**** SELECTED TEXT

Sci-Fi Science is a show on Discovery Science hosted by theoretical physicist Michio Kaku,
about how ideas once seen as science fiction are becoming possible through
Actually, as you’ll come to see as you watch it, modern science is still way off from acheiving the kind of things Kaku talks about here. He sounds convinced himself, but his solutions are often impossible, unappealing, or highly impractical. However, the show does at least discuss, in great detail, the challenges and possibilites with bringing these
sci-fi ideas to fruition, explaining what’s needed and letting you know how close modern science is (if at all) to acheiving these things.
For the above reason, I find this show helpful more as a tool for science fiction writing than as a forecast of future science reality. If I have an understanding of what scientists are saying is needed in order to acheive invisibility, teleportation, space travel, etc., and they let me know how close reality has already come (and what modern science predicts is possible) then as a writer it’s simply a matter of filling in the gaps with my own sci-fi elements. The closer the science fiction is to science reality, the more believable it will be to the reader.
One day as I was thinking in detail about the physics of invisibility I realized a problem that I had never heard anyone discuss before, and had to come up with a solution of my own. It wasn’t long after this that I came across a Sci-Fi Science episode that addressed the same problem and presented me with a similar solution. It was then that I knew this show was worth keeping an eye on.
Now that I’ve given plausible reasons why I watch it, it’s time to talk about where the show goes south.
At the beginning of every episode Kaku tells you what he’s thinking of making, and then briefly goes over what he thinks he’ll need to make it work, followed inevitably by “Who better to ask than the sci-fi fans”, which leads him to comic book conventions where he
interviews people dressed in anime costumes and asks them science questions. Because
where else will you get insightful tips like “Harry Potter and his friends have the Cloak of Invisibility and they put it on and you can’t see them.”?
I’ll conclude this section by adding that I am myself a Star Wars freak – so I’m not judging.

********

TASK INSTRUCTIONS: Can you continue the review of the TV show Sci-Fi Science, picking up after its final sentence?

**** SUPPLIED MATERIAL

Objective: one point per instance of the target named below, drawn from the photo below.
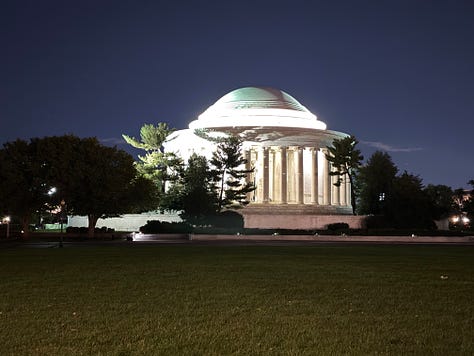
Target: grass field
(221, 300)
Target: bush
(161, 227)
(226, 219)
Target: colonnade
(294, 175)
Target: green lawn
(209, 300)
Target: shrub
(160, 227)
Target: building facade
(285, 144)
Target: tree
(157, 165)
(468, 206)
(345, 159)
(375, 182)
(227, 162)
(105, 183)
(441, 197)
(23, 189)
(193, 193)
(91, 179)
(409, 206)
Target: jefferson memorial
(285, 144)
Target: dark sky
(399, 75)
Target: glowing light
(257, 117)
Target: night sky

********
**** SUPPLIED MATERIAL

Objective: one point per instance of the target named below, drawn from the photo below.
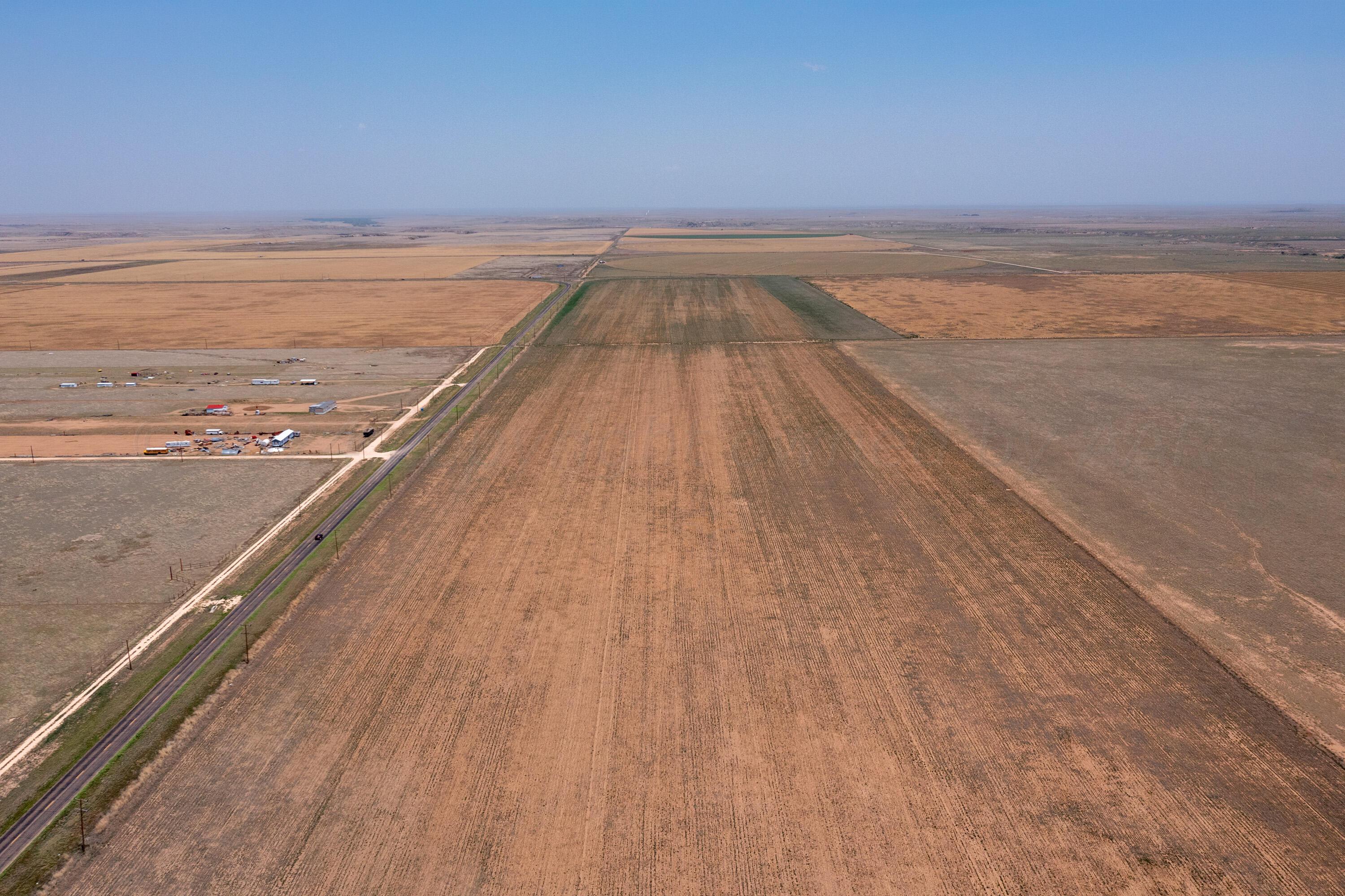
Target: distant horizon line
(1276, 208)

********

EXERCISE ANSWER:
As a host, Kaku’s personality can be awkward at times. I think most people will find him lovable – he has a very warm, grandfatherly face. But he talks like the kind of grandfather that tries to convince you that he’s into the same stuff that you are by making vague references to Darth Vador and Captain Kirk.
As a scientist, his propositions can be extremely outlandish. He has some brilliant ideas, but I also have to warn you of what you’re getting into if you watch it. After giving it serious thought, he once concluded, “Obviously, creating my own universe isn’t going to work.” So that’s the kind of stuff you can expect to hear from him over the course of an episode.
And as I said before, his solutions to acheiving the various sci-fi goals are often unappealing. His ultimate solution to traveling to a parralel universe involved building a giant atom smasher in our solar system’s asteroid belt, using it to tear a hole in space, and sending into it nanobots carrying Kaku’s genetic code so that the nanobots can reconstruct him on the other side. It’s a one way ticket though – no way of getting back to our universe.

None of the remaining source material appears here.